Position identification material:
⁂
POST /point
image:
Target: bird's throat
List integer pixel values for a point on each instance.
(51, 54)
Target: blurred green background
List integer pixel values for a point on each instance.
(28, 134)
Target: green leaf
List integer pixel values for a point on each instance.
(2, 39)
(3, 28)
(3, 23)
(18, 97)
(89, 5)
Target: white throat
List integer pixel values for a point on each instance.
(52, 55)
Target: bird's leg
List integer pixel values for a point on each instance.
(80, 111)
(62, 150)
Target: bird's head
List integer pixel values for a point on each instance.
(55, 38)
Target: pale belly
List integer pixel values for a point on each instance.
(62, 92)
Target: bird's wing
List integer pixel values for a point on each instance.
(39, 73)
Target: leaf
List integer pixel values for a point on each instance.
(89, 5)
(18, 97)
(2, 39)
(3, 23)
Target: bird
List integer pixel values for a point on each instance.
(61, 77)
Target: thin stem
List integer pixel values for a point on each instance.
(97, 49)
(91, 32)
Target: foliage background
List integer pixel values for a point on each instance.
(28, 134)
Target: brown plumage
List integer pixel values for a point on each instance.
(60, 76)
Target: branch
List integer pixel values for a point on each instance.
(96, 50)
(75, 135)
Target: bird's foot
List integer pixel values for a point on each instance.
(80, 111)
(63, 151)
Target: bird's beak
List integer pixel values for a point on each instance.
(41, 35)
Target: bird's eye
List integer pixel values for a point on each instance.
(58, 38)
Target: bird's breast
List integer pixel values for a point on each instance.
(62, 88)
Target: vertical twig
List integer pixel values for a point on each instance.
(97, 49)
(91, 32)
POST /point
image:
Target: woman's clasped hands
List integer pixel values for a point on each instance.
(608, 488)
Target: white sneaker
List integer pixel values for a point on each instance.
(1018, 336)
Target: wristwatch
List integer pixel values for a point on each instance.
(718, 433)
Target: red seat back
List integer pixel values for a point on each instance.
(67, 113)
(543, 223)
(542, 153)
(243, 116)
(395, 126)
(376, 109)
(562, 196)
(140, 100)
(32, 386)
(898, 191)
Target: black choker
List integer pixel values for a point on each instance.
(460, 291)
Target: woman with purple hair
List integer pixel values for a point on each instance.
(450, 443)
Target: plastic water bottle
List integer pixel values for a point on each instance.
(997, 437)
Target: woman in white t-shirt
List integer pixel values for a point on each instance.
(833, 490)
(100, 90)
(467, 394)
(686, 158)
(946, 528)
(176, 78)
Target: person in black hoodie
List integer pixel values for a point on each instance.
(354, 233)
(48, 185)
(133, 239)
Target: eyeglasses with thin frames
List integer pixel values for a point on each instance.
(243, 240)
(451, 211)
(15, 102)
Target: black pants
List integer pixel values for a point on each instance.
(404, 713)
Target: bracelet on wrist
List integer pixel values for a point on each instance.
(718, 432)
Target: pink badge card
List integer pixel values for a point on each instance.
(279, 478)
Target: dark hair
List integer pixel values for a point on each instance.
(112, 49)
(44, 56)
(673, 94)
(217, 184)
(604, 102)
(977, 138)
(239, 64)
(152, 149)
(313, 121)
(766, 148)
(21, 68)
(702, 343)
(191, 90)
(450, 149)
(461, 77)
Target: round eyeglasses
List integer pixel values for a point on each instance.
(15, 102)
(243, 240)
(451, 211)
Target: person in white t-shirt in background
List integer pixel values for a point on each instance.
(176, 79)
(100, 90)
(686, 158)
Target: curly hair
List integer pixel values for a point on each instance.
⁂
> [Aim of the task]: Copy out the material above line for line, changing nothing.

> [In response]:
POST /point
image:
Target: bird's throat
List integer pixel values for a point on each instance.
(51, 54)
Target: blurred green background
List integer pixel values for a point on each instance.
(28, 134)
Target: green leaf
List integer pixel values for a point on each instance.
(2, 39)
(3, 28)
(3, 23)
(18, 97)
(89, 5)
Target: white throat
List integer pixel values for a point on each instance.
(52, 55)
Target: bird's leg
List integer pixel values for a point on each instance.
(80, 111)
(62, 150)
Target: bird's head
List integer pixel values for a point on each instance.
(55, 38)
Target: pale belly
List integer pixel values for a point on each instance.
(62, 92)
Target: bird's wing
List integer pixel values for a point on each instance.
(39, 73)
Target: leaf
List integer pixel values for a point on each instance.
(89, 5)
(18, 97)
(2, 39)
(3, 23)
Target: bird
List integer pixel values for a point on each instance.
(61, 77)
Target: thin stem
List integer pixel values for a point on each instance.
(97, 49)
(91, 32)
Target: foliage background
List integer pixel values for a point on each instance.
(28, 134)
Target: brown plumage
List integer pixel values for a point on each instance.
(60, 76)
Target: branch
List integer pixel values for a point on each instance.
(96, 50)
(75, 135)
Target: bird's foot
List integer pixel values for a point on each instance.
(80, 111)
(63, 151)
Target: bird's beak
List integer pixel values for a point on each instance.
(41, 35)
Target: bird's eye
List integer pixel values for a point on each instance.
(58, 38)
Target: bird's breast
List integer pixel values for a point on each instance.
(62, 88)
Target: vertical twig
List integer pixel values for a point on each instance.
(97, 49)
(91, 32)
POST /point
image:
Target: woman's clasped hands
List integer pixel values for a point on each instance.
(608, 488)
Target: white sneaker
List integer pixel values for a point on each instance.
(1018, 336)
Target: wristwatch
List integer pixel values for a point on each instance.
(718, 433)
Target: red seat back
List integer pixel values for a point on each instance.
(67, 113)
(543, 223)
(542, 153)
(243, 116)
(395, 126)
(376, 109)
(562, 196)
(140, 100)
(32, 386)
(898, 191)
Target: black choker
List integer pixel values for a point on each instance.
(460, 291)
Target: woman with purple hair
List integer pixel values for a point on each instance.
(450, 443)
Target: plastic water bottle
List integer pixel values for a point on each instance.
(997, 437)
Target: woman in white t-shirt
List integer pixel values for a point on each instance.
(833, 490)
(100, 90)
(467, 394)
(686, 158)
(946, 528)
(176, 78)
Target: person in black hoodie
List integer pixel values for a point on each instance.
(354, 233)
(48, 185)
(133, 239)
Target: eyeglasses with thin frames
List integer pixel values for a point on each instance.
(243, 240)
(451, 211)
(15, 102)
Target: black pants
List integer pixel values for a point on each instance.
(404, 713)
Target: bracelet on wrist
List integer pixel values for a point on each instance.
(718, 432)
Target: pink badge card
List integer pixel values for a point on each instance.
(279, 478)
Target: dark hair
List integer pixel values for a point on each instance.
(112, 49)
(44, 56)
(673, 94)
(217, 184)
(604, 102)
(977, 138)
(239, 64)
(152, 149)
(313, 121)
(766, 148)
(21, 68)
(702, 343)
(191, 90)
(450, 149)
(461, 77)
Target: round eyeglasses
List integer pixel values for a point on each instance.
(15, 102)
(243, 240)
(451, 211)
Target: person in white t-shirt in background
List integer pixel values for a point on each instance.
(176, 79)
(100, 90)
(686, 158)
Target: curly hair
List integer pixel values for a point on each instance.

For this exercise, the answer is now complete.